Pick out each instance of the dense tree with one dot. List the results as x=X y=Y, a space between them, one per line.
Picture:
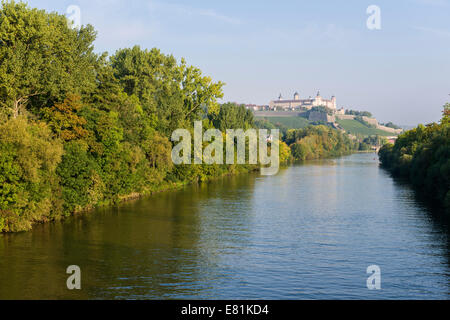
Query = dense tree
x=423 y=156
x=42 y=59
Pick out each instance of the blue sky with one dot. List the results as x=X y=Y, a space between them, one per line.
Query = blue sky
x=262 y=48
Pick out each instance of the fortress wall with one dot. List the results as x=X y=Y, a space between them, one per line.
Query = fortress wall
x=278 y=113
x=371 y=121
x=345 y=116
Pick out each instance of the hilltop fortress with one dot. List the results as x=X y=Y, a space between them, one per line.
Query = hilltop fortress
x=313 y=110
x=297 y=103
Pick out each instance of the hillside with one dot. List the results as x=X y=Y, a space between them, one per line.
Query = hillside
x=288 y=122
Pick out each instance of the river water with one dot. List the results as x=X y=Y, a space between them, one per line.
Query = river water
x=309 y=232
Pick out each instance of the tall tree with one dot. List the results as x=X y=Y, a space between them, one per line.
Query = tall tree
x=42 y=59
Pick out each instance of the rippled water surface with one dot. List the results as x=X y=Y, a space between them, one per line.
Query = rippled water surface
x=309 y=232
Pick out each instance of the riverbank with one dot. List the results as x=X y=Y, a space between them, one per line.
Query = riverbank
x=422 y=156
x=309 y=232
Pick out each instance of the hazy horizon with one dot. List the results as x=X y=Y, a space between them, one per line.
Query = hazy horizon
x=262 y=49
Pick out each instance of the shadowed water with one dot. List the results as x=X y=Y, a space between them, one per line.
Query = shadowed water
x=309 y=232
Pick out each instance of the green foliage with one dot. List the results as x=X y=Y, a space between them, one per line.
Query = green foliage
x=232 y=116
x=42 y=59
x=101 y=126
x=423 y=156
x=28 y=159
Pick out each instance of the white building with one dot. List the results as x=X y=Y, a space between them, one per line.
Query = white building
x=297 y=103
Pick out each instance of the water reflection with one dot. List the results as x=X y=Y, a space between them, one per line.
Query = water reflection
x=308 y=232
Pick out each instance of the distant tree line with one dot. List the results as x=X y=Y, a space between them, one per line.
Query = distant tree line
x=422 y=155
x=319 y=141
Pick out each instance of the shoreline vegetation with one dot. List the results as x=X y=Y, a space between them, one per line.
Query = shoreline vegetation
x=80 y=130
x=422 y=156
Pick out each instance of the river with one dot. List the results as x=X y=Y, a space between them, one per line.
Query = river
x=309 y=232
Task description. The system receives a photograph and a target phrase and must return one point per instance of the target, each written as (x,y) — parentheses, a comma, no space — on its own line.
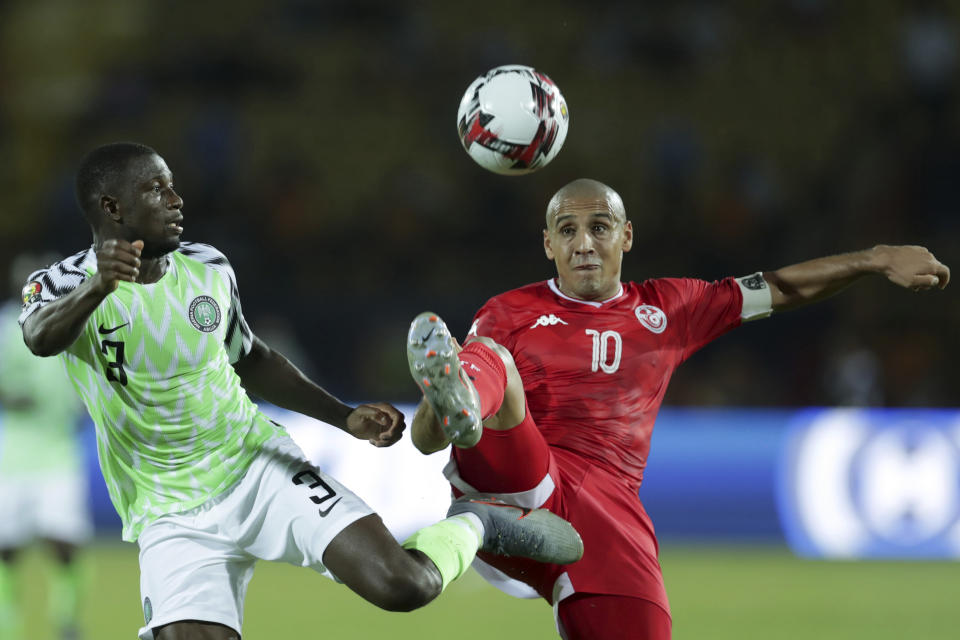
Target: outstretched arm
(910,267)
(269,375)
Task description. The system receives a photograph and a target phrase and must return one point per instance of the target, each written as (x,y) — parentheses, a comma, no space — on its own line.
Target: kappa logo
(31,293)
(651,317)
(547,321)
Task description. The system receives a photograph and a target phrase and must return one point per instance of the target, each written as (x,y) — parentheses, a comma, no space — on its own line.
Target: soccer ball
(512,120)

> [AIM OF THE TASK]
Return the material as it stands. Leave out the pictures.

> [EXPECTED OUTPUT]
Pick out each instance of the dense tree with one dot. List the results as x=X y=Y, a space between them, one per line.
Picture:
Query = dense tree
x=423 y=156
x=42 y=59
Pick out each instance of the blue sky with one dot. List the results as x=X y=Y, a space between them, one per line.
Query = blue sky
x=262 y=48
Pick out each instance of the fortress wall with one dot. List the results as x=X y=Y, a space between them, one per line.
Query = fortress wall
x=278 y=113
x=371 y=121
x=345 y=116
Pick out each instance of the hilltop fortress with one dot. List the results as x=X y=Y, a space between them, one per line.
Query = hilltop fortress
x=313 y=110
x=297 y=103
Pick out each instance of the hillside with one dot. List the results as x=X y=Y, a space between them, one per line.
Query = hillside
x=288 y=122
Pick out each instance of the river water with one dot. List the results as x=X y=Y, a space between them, one per line.
Query = river water
x=309 y=232
Pick out each instance of the tall tree with one dot. List the results as x=X y=Y, a space between them, one per line.
Query = tall tree
x=42 y=59
Pick out each instance of the rippled water surface with one dot. List the results as x=X y=Y, a space between them, one per line.
Query = rippled water surface
x=309 y=232
Pick out each instance of the riverbank with one dot. List the results as x=X y=Y, a space between them, one per line.
Query = riverbank
x=422 y=156
x=309 y=232
Pick out each instance of the hazy horizon with one dot. List the results as x=X y=Y, a space between them, one per line.
Query = hazy horizon
x=262 y=49
Pick out each instance of the shadowed water with one dot. List the results as x=X y=Y, a space between them, one per line.
Query = shadowed water
x=309 y=232
Pick out each instance of the green foliage with one dot. List the results as x=X y=Y, a space between them, one per line.
Query = green foliage
x=232 y=116
x=42 y=59
x=101 y=126
x=423 y=156
x=28 y=159
Pick out each instance of the white building with one dot. List the results as x=X y=Y, a space between them, one per line.
Query = white building
x=297 y=103
Pick out each instance of the water reflection with one dot. List the results as x=X y=Y, a space between them, one per line.
Query = water reflection
x=308 y=232
Pick out each instance of the distant tree line with one dot. List the results as x=X y=Y, a space between them, one per line.
Query = distant tree line
x=422 y=155
x=319 y=141
Pick out each instance of the shoreline vegetation with one dot. List the results as x=X y=Y, a space between them, one per line.
Query = shoreline vegetation
x=80 y=130
x=422 y=156
Pick out each instance of the river with one dot. List the results as x=X y=Y, a space between them, one per line.
Query = river
x=309 y=232
Task description. The system receives a photograph and a target phrase and must return one point per instance of the target, each written as (x,y) — parentheses, a comma, no space — on its own line.
Target: outstretched arm
(910,267)
(269,375)
Task description. The system receives a photograph and a target phrase and must return one point per instance of the target, each written as (x,y) — parentheses, a comma, no space — on its own line.
Target: kappa logo
(31,293)
(651,317)
(547,321)
Task description. The system receives a photograph and a target phrase and must return one point per instance of the target, each written as (x,y) — parentheses, a comma, no space — on its own line.
Target: soccer ball
(512,120)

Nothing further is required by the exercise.